> WHAT THIS TASK INVOLVES
Whenever a line in the data holds the string "surface", pull that line out.

> RECORDS FOR THIS EXERCISE
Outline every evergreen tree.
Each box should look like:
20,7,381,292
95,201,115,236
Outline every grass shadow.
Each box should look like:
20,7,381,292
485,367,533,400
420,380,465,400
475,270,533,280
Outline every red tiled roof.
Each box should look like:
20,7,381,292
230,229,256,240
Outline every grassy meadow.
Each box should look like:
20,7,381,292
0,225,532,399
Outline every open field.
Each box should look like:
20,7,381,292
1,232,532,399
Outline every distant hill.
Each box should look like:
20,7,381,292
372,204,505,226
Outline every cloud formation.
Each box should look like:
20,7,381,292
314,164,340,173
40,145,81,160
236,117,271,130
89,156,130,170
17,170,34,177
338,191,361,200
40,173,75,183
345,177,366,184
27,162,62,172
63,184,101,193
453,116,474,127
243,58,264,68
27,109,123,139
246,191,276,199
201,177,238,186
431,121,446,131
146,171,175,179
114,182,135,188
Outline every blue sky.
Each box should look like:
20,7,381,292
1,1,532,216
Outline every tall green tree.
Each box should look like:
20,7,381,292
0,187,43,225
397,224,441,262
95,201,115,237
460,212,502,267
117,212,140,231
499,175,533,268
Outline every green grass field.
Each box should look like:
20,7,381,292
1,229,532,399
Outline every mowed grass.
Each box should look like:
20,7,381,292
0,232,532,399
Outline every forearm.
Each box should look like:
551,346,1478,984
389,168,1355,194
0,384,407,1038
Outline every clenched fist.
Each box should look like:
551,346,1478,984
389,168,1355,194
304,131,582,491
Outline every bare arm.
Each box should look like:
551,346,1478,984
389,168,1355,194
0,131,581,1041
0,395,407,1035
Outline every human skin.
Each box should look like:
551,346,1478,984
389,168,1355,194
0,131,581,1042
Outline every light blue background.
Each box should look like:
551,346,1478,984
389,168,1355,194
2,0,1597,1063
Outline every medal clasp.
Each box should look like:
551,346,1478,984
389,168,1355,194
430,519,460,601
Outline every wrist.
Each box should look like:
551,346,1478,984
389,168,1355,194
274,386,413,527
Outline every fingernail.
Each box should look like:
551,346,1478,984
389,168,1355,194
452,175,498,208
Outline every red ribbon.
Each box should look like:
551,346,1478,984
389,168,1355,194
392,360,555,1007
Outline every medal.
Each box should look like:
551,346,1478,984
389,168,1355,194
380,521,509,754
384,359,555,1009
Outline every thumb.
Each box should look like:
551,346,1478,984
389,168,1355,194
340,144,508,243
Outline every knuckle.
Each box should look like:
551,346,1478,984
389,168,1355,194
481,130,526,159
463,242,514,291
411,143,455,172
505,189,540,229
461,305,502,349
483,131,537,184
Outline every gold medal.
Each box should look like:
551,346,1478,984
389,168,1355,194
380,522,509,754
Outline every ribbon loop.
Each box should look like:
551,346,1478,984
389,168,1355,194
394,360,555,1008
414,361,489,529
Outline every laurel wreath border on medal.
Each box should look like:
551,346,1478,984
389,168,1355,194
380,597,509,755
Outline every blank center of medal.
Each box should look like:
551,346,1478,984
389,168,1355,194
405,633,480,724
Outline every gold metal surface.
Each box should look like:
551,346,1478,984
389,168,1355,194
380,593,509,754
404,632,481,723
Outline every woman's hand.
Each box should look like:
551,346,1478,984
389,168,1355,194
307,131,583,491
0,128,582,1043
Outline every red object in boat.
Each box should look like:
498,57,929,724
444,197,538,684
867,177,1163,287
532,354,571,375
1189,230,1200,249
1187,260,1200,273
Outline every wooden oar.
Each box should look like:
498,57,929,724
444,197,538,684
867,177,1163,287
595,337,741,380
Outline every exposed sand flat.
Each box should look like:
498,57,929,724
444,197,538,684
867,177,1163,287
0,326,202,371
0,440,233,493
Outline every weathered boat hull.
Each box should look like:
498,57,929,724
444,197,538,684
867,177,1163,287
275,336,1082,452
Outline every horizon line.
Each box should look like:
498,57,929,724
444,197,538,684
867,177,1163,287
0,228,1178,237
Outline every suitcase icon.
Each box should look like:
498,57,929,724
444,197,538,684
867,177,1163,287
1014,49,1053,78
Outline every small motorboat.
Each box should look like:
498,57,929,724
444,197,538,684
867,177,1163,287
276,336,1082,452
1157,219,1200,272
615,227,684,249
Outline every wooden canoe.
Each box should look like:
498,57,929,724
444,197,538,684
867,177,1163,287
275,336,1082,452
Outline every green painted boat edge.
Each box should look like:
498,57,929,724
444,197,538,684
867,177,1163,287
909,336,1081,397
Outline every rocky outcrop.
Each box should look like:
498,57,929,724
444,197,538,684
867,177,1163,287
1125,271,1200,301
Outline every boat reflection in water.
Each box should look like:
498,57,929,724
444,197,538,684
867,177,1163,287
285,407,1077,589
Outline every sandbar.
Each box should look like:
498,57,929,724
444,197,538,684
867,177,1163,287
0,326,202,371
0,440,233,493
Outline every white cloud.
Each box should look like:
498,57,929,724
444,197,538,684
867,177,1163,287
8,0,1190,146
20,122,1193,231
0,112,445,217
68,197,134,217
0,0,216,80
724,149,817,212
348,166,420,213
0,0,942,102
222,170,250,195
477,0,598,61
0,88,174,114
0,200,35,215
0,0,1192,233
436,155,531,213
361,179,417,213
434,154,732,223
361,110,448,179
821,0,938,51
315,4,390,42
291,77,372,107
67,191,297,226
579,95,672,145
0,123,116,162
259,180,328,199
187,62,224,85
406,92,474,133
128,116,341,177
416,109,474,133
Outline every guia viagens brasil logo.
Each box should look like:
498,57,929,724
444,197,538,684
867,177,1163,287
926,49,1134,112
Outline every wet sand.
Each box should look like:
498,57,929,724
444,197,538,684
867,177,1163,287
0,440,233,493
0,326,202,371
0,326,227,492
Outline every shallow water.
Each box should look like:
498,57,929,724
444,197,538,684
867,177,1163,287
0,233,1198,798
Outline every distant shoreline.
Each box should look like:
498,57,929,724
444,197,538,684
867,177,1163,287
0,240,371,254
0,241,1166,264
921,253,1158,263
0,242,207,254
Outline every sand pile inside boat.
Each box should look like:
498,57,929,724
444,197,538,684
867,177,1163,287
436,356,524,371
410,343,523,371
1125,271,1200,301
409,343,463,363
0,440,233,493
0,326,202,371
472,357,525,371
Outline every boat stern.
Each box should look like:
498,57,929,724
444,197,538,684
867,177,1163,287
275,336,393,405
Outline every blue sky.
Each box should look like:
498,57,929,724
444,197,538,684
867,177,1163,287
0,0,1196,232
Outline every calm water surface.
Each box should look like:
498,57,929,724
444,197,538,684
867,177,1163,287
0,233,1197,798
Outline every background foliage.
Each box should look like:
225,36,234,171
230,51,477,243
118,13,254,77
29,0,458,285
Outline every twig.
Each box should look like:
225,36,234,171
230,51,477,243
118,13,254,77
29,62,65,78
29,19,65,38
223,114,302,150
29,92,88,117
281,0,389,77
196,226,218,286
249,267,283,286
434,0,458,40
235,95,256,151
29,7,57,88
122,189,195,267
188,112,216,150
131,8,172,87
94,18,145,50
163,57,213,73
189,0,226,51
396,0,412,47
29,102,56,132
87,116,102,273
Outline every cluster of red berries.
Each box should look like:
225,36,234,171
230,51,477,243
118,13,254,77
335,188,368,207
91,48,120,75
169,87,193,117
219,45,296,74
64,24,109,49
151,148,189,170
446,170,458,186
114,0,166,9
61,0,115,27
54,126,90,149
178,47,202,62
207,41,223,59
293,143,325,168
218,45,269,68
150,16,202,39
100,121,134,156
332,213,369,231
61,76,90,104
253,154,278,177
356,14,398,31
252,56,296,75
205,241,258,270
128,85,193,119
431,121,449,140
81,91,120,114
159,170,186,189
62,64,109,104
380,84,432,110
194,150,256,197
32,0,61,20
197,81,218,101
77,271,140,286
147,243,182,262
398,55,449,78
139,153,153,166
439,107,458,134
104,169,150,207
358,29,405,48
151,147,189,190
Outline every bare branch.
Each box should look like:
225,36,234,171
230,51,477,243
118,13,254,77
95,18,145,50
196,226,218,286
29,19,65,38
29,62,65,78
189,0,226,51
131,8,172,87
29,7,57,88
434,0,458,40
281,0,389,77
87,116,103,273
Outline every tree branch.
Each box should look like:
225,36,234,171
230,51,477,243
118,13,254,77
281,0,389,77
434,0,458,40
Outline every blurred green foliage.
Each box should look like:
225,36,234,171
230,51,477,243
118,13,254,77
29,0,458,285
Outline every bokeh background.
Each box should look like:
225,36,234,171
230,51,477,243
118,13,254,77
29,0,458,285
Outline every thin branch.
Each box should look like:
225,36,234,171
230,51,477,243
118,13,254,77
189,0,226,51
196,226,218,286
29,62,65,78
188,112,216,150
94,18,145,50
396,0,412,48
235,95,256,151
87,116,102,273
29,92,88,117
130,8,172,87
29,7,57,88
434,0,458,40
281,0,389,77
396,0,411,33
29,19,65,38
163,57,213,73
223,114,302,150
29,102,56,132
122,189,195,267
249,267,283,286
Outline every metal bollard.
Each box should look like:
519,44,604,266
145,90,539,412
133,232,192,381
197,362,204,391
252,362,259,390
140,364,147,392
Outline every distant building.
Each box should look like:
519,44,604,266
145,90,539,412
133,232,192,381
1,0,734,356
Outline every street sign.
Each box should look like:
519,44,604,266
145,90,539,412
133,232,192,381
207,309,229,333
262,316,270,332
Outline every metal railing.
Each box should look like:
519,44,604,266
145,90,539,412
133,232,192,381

> RESPONSE AREA
Outline every gold metal surface.
Outline every calm water surface.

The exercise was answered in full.